◆ **Task goal**: Given the material below, return only the lines starting at the line with "Target: white house" and ending at the line with "Where can the white trim", exactly as they appear.

◆ **Extracted information**:

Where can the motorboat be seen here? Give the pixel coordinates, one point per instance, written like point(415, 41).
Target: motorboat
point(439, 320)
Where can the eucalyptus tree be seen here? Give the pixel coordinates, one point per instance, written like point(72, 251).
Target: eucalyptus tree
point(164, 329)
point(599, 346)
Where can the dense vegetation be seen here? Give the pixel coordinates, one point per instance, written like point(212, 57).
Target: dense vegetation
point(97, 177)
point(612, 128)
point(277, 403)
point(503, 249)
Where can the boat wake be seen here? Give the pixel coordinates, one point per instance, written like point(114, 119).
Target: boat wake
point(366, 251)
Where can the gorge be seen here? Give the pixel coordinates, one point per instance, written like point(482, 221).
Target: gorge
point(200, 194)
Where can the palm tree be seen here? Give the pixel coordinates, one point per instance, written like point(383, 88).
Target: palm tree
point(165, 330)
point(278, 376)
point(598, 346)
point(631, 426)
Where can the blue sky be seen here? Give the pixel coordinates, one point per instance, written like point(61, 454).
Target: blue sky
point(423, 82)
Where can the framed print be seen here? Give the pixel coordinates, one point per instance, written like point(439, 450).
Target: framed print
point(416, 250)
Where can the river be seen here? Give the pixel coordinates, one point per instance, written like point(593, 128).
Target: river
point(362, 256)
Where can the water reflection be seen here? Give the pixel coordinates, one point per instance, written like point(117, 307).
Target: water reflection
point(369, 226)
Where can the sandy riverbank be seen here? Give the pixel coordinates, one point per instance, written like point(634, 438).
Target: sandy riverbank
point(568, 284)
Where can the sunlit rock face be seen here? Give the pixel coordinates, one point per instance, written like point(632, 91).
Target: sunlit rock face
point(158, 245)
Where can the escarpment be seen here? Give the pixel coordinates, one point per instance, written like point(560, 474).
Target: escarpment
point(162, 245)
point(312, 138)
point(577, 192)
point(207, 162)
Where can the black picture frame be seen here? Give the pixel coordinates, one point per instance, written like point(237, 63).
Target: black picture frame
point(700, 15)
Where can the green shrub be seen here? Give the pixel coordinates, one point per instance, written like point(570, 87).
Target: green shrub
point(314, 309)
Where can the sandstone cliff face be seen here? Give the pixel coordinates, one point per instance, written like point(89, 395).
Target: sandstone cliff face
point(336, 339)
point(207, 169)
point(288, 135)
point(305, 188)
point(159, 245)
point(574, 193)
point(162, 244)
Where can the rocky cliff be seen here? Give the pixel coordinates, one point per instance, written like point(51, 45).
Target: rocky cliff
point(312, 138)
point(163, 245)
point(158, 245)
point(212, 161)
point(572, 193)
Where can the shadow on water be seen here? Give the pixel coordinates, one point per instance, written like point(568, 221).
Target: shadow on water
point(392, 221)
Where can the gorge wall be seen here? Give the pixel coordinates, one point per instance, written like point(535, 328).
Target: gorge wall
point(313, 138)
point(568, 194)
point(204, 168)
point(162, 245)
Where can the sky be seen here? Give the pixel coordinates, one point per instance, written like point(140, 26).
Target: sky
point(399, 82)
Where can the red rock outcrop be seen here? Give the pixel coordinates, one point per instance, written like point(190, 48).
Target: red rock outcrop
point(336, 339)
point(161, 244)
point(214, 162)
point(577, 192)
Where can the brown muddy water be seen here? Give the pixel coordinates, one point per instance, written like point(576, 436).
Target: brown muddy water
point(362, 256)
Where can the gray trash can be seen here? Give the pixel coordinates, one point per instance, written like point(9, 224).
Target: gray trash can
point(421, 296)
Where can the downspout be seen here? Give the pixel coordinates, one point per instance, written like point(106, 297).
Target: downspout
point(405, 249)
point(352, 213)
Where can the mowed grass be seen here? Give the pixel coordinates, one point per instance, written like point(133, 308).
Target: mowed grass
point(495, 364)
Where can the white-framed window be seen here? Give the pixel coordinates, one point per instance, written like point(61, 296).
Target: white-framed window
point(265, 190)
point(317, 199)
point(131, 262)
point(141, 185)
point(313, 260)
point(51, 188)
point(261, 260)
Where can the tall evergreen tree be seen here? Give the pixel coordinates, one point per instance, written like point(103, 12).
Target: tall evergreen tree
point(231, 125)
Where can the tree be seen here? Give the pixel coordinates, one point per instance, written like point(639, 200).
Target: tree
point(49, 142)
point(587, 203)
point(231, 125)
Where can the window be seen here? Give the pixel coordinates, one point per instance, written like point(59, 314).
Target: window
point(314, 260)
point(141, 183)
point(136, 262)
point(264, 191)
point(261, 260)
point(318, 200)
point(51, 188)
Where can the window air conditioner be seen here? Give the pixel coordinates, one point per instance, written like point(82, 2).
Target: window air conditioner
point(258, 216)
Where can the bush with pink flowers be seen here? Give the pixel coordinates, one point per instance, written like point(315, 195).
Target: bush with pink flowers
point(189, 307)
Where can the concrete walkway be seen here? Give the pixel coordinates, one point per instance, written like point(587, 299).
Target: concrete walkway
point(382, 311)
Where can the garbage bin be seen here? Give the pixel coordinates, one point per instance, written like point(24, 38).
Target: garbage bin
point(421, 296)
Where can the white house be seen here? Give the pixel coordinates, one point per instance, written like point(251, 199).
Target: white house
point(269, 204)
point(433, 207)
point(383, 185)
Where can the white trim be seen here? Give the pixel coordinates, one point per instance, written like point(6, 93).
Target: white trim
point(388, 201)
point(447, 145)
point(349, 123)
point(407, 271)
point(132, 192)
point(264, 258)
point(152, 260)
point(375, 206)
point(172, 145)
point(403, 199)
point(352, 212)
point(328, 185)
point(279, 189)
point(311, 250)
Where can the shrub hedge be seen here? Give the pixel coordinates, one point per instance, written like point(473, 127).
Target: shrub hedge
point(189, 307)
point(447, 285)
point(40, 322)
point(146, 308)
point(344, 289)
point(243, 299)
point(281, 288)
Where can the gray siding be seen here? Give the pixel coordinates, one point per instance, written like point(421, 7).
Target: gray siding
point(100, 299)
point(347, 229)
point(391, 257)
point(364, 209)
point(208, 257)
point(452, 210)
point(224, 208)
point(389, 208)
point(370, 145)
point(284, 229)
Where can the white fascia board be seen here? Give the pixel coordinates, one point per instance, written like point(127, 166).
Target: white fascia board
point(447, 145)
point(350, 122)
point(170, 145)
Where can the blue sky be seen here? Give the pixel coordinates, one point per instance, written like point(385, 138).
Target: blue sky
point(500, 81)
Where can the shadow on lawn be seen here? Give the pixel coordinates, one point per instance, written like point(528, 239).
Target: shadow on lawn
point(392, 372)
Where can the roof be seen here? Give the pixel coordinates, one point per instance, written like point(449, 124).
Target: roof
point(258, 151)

◆ **Written response**:
Target: white house
point(269, 204)
point(433, 207)
point(383, 185)
Where can the white trim be seen here? Give the pixel coordinates, one point per instance, written like point(6, 93).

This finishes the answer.